EXERCISE OBJECTIVE: Your task is to find every line of the data that holds the string "below" and copy it.

GIVEN DATA:

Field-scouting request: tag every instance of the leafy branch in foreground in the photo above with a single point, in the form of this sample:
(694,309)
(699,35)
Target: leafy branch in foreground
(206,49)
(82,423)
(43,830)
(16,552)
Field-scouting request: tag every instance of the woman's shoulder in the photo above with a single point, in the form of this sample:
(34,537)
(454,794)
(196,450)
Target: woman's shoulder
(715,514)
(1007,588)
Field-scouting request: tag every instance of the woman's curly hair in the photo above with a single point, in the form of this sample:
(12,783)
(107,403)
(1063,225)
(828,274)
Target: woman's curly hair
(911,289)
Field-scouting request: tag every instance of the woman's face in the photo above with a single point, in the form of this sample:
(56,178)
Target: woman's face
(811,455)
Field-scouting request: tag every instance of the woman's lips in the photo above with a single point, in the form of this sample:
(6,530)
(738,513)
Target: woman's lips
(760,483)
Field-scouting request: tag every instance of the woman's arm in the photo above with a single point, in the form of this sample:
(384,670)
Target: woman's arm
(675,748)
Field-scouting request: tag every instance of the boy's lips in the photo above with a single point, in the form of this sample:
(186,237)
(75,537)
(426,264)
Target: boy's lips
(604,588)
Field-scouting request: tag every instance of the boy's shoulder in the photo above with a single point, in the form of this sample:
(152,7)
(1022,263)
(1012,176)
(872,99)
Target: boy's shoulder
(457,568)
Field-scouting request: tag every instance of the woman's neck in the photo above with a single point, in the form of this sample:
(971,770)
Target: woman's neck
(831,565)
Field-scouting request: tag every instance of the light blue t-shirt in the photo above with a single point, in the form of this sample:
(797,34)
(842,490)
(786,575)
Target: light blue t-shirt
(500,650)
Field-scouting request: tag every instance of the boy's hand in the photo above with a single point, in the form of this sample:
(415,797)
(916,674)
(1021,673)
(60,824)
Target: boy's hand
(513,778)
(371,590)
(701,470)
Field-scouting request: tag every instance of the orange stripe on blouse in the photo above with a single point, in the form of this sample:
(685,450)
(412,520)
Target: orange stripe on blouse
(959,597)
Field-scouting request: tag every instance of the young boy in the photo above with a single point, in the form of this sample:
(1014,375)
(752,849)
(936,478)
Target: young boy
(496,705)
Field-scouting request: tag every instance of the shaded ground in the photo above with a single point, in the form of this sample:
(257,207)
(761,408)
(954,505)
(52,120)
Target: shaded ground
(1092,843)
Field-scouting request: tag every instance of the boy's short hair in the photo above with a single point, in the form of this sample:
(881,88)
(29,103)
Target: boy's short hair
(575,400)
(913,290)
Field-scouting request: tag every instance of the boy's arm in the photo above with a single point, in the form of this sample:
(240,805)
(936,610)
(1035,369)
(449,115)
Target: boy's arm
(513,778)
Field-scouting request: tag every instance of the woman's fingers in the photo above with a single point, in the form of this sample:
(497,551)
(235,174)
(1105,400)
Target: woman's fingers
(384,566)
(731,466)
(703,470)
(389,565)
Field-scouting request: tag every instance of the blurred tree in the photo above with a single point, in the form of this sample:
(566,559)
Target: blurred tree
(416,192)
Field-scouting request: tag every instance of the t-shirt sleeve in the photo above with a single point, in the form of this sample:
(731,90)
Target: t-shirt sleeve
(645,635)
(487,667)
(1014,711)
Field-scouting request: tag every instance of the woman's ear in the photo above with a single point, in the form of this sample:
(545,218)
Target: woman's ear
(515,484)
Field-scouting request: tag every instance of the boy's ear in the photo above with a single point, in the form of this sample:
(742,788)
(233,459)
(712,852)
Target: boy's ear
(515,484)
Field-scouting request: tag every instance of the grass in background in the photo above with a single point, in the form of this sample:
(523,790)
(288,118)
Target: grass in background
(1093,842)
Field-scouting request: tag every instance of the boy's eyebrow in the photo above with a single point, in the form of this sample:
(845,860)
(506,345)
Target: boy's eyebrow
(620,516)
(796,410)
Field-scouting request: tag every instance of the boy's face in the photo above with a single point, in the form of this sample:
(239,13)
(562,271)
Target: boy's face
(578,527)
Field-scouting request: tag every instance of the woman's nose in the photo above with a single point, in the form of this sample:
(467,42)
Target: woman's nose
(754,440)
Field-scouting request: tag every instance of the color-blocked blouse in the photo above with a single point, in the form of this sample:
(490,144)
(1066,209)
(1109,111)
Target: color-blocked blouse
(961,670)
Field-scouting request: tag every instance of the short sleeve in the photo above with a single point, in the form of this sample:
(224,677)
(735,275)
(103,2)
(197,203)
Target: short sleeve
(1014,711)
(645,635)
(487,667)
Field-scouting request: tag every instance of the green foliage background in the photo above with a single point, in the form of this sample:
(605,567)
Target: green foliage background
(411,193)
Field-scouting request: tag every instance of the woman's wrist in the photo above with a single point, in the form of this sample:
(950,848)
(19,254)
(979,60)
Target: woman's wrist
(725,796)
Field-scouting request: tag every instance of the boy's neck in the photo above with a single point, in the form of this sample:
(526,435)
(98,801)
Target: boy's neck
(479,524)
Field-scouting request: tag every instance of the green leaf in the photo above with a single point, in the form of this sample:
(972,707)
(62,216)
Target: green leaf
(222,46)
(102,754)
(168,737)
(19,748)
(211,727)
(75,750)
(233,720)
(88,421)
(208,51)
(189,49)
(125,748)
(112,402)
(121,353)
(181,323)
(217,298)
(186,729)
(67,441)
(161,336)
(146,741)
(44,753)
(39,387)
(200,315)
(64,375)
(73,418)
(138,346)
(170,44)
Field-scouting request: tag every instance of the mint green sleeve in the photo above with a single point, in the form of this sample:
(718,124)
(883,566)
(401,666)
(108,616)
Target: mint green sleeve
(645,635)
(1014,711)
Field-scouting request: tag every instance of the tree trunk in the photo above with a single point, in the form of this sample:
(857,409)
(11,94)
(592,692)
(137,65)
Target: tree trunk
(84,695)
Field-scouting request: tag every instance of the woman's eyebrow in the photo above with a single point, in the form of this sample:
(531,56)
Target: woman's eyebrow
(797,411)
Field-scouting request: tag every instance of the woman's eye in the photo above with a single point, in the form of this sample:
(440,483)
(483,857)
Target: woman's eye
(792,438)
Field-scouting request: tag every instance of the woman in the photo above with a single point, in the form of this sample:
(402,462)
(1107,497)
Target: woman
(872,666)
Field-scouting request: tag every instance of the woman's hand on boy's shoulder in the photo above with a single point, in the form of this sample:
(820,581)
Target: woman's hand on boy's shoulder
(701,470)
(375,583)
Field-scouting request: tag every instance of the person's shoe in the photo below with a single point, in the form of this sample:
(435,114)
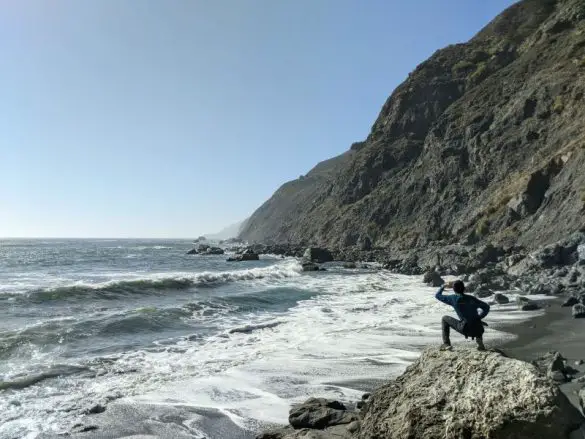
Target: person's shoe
(480,345)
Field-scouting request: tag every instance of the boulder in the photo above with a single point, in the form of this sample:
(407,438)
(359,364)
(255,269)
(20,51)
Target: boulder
(553,365)
(469,394)
(320,413)
(483,292)
(320,255)
(244,257)
(365,243)
(501,299)
(570,301)
(214,251)
(581,254)
(309,266)
(95,409)
(433,279)
(578,311)
(526,304)
(487,254)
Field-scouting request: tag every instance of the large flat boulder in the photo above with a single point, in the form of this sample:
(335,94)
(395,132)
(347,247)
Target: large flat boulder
(320,413)
(469,394)
(320,255)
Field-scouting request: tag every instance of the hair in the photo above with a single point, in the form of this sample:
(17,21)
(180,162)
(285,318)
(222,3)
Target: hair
(459,287)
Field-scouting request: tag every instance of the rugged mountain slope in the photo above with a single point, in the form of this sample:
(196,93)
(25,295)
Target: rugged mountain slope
(484,141)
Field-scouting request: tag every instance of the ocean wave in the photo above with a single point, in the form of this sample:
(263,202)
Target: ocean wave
(247,329)
(158,284)
(58,370)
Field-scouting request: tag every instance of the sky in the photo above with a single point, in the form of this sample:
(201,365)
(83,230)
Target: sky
(163,119)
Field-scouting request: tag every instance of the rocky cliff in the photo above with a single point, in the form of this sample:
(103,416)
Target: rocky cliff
(484,141)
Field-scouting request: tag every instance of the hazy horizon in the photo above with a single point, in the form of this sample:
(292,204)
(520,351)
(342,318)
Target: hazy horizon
(173,120)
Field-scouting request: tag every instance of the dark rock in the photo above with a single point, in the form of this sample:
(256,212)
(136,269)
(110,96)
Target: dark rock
(501,299)
(319,413)
(203,248)
(524,405)
(581,253)
(526,304)
(483,119)
(309,266)
(488,254)
(95,409)
(483,292)
(578,311)
(244,257)
(319,255)
(541,289)
(433,279)
(553,365)
(570,301)
(365,243)
(214,251)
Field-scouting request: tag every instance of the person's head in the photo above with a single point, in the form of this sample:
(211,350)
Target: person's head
(459,287)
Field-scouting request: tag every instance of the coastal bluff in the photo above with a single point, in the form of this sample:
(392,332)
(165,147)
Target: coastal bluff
(463,394)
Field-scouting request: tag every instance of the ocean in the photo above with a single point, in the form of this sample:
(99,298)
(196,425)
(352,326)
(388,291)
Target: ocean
(141,322)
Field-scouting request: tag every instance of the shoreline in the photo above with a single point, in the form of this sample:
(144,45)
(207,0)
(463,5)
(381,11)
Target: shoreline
(555,330)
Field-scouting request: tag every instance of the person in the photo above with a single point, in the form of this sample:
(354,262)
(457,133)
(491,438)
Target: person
(470,321)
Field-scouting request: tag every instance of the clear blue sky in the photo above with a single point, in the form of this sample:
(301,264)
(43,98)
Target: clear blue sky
(151,118)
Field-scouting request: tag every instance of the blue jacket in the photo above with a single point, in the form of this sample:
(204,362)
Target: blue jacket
(465,306)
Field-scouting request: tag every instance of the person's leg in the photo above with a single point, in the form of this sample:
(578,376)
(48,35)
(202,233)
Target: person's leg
(448,323)
(480,345)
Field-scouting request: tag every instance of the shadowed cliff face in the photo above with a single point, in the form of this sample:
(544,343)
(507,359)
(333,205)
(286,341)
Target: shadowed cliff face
(484,141)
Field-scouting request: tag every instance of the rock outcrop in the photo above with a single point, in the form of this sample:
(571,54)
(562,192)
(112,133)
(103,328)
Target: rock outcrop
(469,394)
(461,394)
(433,279)
(483,142)
(319,255)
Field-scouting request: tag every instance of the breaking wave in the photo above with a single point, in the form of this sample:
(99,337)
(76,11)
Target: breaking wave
(159,284)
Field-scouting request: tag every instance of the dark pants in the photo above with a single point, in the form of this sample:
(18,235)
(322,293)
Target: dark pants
(449,322)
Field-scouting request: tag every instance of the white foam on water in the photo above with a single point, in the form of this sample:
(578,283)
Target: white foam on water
(361,327)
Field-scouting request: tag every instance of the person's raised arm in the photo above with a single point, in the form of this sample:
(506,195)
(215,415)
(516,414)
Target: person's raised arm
(484,307)
(441,297)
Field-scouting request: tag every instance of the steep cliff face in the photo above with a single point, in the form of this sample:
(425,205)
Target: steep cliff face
(484,141)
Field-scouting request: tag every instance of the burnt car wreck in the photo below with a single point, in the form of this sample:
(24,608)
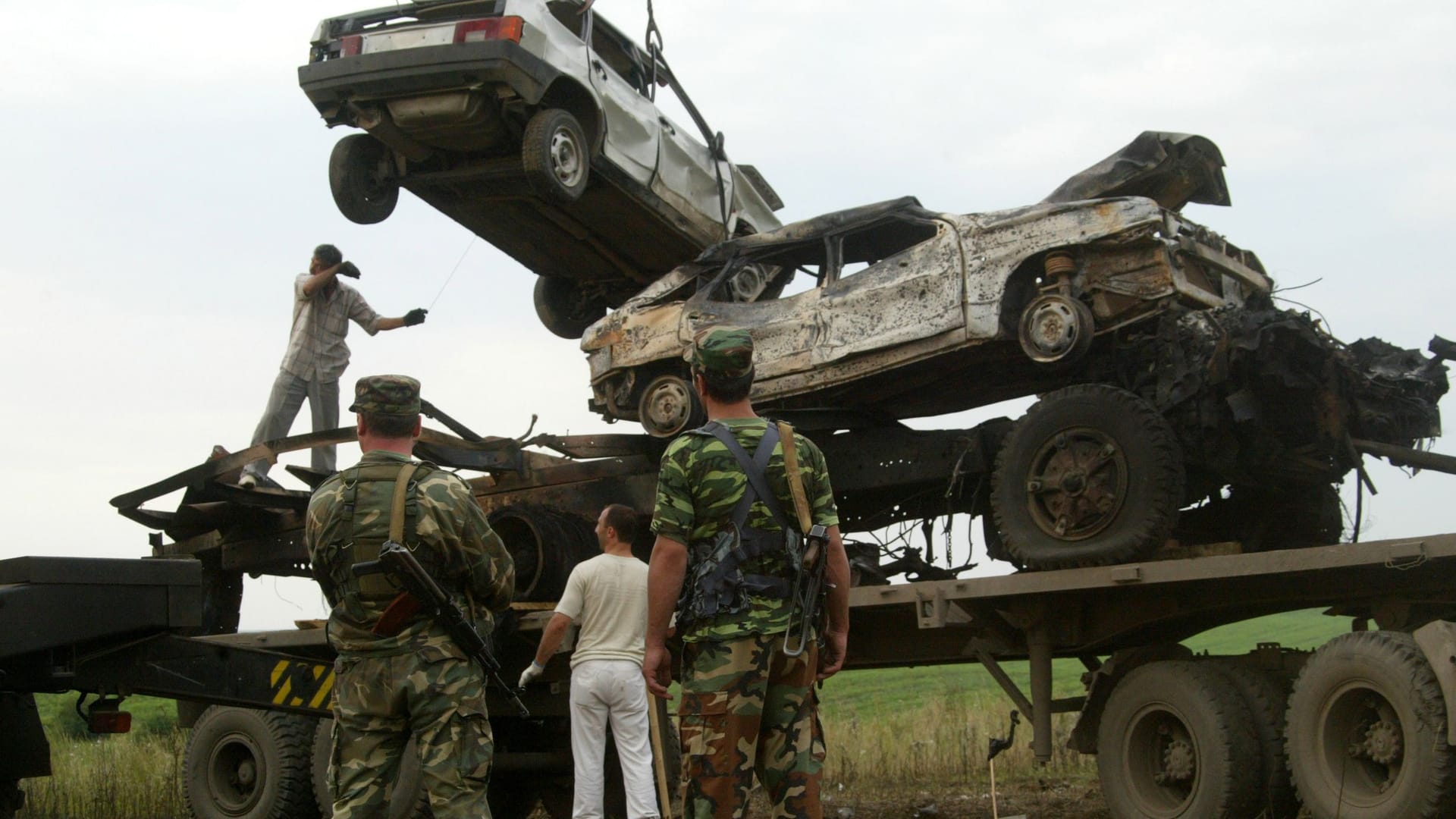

WRITTEN SOLUTION:
Field-scouting request: tag every instance of the person's shoe in the photo below with a single point, in the form of this sample:
Field-scouting request: tag every instance of the burnt car wreck in the photo below with a single point, in the form of this sample:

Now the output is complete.